INFORMATION PROVIDED section start
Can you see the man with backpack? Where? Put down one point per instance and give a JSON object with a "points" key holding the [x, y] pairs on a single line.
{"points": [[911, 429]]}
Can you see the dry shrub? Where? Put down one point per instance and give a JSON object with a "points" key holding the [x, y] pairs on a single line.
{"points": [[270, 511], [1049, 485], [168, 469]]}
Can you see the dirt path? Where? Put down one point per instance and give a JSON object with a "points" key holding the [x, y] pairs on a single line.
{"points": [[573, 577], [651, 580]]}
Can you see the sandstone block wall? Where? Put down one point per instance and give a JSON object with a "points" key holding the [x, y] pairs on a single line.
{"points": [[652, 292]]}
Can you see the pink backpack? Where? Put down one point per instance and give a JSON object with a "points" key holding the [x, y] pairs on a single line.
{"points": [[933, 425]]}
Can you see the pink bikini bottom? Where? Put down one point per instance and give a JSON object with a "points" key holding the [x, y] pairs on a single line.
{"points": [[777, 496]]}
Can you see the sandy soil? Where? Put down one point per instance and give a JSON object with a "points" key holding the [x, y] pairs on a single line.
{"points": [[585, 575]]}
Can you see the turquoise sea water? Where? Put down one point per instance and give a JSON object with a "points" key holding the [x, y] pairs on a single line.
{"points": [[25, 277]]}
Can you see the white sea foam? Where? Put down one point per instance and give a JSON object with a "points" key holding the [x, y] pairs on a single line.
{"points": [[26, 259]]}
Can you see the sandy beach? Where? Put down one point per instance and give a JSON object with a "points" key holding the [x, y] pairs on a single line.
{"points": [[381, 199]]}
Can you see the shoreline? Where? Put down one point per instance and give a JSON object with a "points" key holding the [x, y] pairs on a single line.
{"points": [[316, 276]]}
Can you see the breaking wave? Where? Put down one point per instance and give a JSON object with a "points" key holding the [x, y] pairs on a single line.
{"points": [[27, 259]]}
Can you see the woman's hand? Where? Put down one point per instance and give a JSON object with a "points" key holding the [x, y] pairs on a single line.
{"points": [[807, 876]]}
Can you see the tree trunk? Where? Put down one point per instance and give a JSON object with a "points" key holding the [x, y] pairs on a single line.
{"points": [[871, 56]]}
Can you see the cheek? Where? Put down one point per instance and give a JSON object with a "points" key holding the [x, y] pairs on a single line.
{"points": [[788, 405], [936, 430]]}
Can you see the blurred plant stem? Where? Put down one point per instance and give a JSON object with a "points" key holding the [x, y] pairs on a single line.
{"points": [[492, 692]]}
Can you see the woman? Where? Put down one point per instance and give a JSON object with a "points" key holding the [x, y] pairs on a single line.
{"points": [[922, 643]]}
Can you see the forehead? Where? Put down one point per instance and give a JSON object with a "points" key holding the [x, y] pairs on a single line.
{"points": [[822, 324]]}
INFORMATION PROVIDED section end
WHAT TO DO: The lines above should be duplicated exactly.

EXERCISE RESULT:
Can you see the man with backpack? Where? Put down one point per instance and give a JSON object with a "points" key holding the [x, y] pairs on a single line.
{"points": [[911, 429]]}
Can you see the dry shrub? Where? Put down one point per instance and give a JSON object with a "points" key holding the [x, y] pairs on a single line.
{"points": [[270, 511], [1049, 485], [168, 469]]}
Can you see the dirt path? Where? Put down one point per instance and give a JSON object with a "points" key holding the [x, y] pairs on a single line.
{"points": [[573, 577], [651, 580]]}
Can you see the sandstone block wall? Where? Put down one point per instance and give a JSON object with a "points" key holding the [x, y] pairs on a single line.
{"points": [[652, 292]]}
Can you see the pink backpack? Where? Put down one point per instance and give a JSON object with a "points" key holding the [x, y] pairs on a single line.
{"points": [[933, 425]]}
Can you see the pink bikini bottom? Where? Put down one point per instance and give a JSON object with a "points" key holding the [x, y] pairs on a single line.
{"points": [[777, 496]]}
Can you see the sandy soil? Where? Put down one point per instance and give a JSON object with a "points" key holding the [x, y] pairs on a single line.
{"points": [[585, 575]]}
Can you see the turquoise sea water? Where? Put down one point per instance and give a JSON object with a "points" key holding the [x, y] pairs on a single line.
{"points": [[25, 277]]}
Can you see the white sea foam? Where? Put down one point per instance and give a JSON object with a "points" key holding the [x, y] pairs on a single line.
{"points": [[26, 259]]}
Can you see the sandy beach? Where? Put down one point per instance and give a JSON object with a "points" key holding the [x, y] pairs on a single line.
{"points": [[381, 199]]}
Can you see the shoreline? Where? Put down one point per instance and give a JSON object with a "points" key holding the [x, y] pairs on a single line.
{"points": [[316, 276]]}
Can you see the breaking wave? Where? Put down one point per instance and give a JSON object with a "points" key holding the [x, y] pairs on a single line.
{"points": [[27, 259]]}
Can you see the woman's hand? Where? Put down one point per instance and give a JSON object with a "points" key holding the [x, y] pairs on a single line.
{"points": [[807, 876]]}
Can you see the tree trunk? Where? Put down one point per instance and give a JSON object with a "points" key holding the [x, y] pairs on a single line.
{"points": [[871, 56]]}
Can you see the cheek? Where? Put down one point per instance and give a JSON object with a "points" key holding the [x, y] pairs on a single line.
{"points": [[788, 405], [936, 430]]}
Can you see the blurred plant stem? Where? Put down one point per instance and give a JSON object with a "points" key holding the [x, y] pairs on a single line.
{"points": [[492, 692]]}
Can you see the woman? Where? Put down one point per instance and give a JSON object with a "points" key holding the [x, y] pairs on a single line.
{"points": [[922, 643]]}
Can you see the forehead? Where? Put down one point per instance and give a JSON object with a "points" key holding the [x, y] pairs on a single line.
{"points": [[822, 324]]}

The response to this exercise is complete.